*** Opening SUPPLIED PASSAGE ***
Background
Infectious diseases are a major threat to public health, causing serious medical consumption and casualties. Accurate prediction of infectious diseases incidence is of great significance for public health organizations to prevent the spread of diseases. However, only using historical incidence data for prediction can not get good results. This study analyzes the influence of meteorological factors on the incidence of hepatitis E, which are used to improve the accuracy of incidence prediction.
Methods
We extracted the monthly meteorological data, incidence and cases number of hepatitis E from January 2005 to December 2017 in Shandong province, China. We employ GRA method to analyze the correlation between the incidence and meteorological factors. With these meteorological factors, we achieve a variety of methods for incidence of hepatitis E by LSTM and attention-based LSTM. We selected data from July 2015 to December 2017 to validate the models, and the rest was taken as training set. Three metrics were applied to compare the performance of models, including root mean square error(RMSE), mean absolute percentage error(MAPE) and mean absolute error(MAE).
*** Closing SUPPLIED PASSAGE ***
*** Opening EXTRACTED RECORDS ***
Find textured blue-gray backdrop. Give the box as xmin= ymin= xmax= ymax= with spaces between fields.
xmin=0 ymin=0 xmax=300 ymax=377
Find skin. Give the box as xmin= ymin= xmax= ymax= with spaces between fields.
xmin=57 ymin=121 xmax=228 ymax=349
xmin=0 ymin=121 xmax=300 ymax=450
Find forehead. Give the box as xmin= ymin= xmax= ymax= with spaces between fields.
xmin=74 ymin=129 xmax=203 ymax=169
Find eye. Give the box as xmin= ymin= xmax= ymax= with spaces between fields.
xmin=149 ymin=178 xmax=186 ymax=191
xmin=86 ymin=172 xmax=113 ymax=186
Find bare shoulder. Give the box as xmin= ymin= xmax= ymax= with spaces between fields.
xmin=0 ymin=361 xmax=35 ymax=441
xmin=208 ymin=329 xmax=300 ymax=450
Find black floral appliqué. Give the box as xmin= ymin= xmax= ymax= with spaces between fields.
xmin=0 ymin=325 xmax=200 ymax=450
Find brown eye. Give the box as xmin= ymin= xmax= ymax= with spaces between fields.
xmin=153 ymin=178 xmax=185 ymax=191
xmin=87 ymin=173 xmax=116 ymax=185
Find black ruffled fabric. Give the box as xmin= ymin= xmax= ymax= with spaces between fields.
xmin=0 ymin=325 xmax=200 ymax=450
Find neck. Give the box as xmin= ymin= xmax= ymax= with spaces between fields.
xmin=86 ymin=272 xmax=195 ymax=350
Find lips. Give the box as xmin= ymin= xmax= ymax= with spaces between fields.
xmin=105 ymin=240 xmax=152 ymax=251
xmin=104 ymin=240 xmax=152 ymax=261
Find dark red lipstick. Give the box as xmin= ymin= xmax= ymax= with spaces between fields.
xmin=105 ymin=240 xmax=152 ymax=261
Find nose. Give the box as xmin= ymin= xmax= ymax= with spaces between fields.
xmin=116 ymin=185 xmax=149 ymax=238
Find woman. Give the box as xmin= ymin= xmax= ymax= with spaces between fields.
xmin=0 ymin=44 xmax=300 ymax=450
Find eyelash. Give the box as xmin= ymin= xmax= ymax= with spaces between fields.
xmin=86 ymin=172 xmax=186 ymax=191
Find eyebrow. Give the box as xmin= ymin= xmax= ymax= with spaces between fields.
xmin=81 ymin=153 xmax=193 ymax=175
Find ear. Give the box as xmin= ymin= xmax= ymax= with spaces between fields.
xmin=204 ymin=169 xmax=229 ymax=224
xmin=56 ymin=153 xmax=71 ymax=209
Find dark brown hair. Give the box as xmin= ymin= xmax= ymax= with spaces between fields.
*** Closing EXTRACTED RECORDS ***
TASK 1 =
Check each statement against the hepatitis E study and answer yes or no, quoting the words of the study that decide it.
(a) The data came from Shandong province and ran from January 2005 to December 2017.
(b) The models were trained on the data from July 2015 to December 2017.
(c) The study holds that historical incidence data alone produce good predictions.
TASK 2 =
Answer these questions from the hepatitis E study.
(a) Whose influence on the incidence of hepatitis E does the study analyze?
(b) Which method measures the correlation between incidence and meteorological factors?
(c) What three metrics compare the performance of the models?
TASK 3 =
Please proceed with the hepatitis E study, writing on from its last sentence.

RESPONSE BOX 1 =
(a) Yes: "from January 2005 to December 2017 in Shandong province, China"
(b) No: "We selected data from July 2015 to December 2017 to validate the models, and the rest was taken as training set."
(c) No: "only using historical incidence data for prediction can not get good results."

RESPONSE BOX 2 =
(a) Meteorological factors
(b) The GRA method
(c) Root mean square error (RMSE), mean absolute percentage error (MAPE) and mean absolute error (MAE)

RESPONSE BOX 3 =
Results
Duration of sunshine and rainfall-related factors(total rainfall, maximum daily rainfall) are more relevant to the incidence of hepatitis E than other factors. Without meteorological factors, we obtained 20.74%, 19.50% for incidence in term of MAPE, by LSTM and A-LSTM, respectively. With meteorological factors, we obtained 14.74%, 12.91%, 13.21%, 16.83% for incidence, in term of MAPE, by LSTM-All, MA-LSTM-All, TA-LSTM-All, BiA-LSTM-All, respectively. The prediction accuracy increased by 7.83%. Without meteorological factors, we achieved 20.41%, 19.39% for cases in term of MAPE, by LSTM and A-LSTM, respectively. With meteorological factors, we achieved 14.20%, 12.49%, 12.72%, 15.73% for cases, in term of MAPE, by LSTM-All, MA-LSTM-All, TA-LSTM-All, BiA-LSTM-All, respectively. The prediction accuracy increased by 7.92%. More detailed results are shown in results section of this paper.
Conclusions
The experiments show that attention-based LSTM is superior to other comparative models. Multivariate attention and temporal attention can greatly improve the prediction performance of the models. Among them, when all meteorological factors are used, multivariate attention performance is better. This study can provide reference for the prediction of other infectious diseases.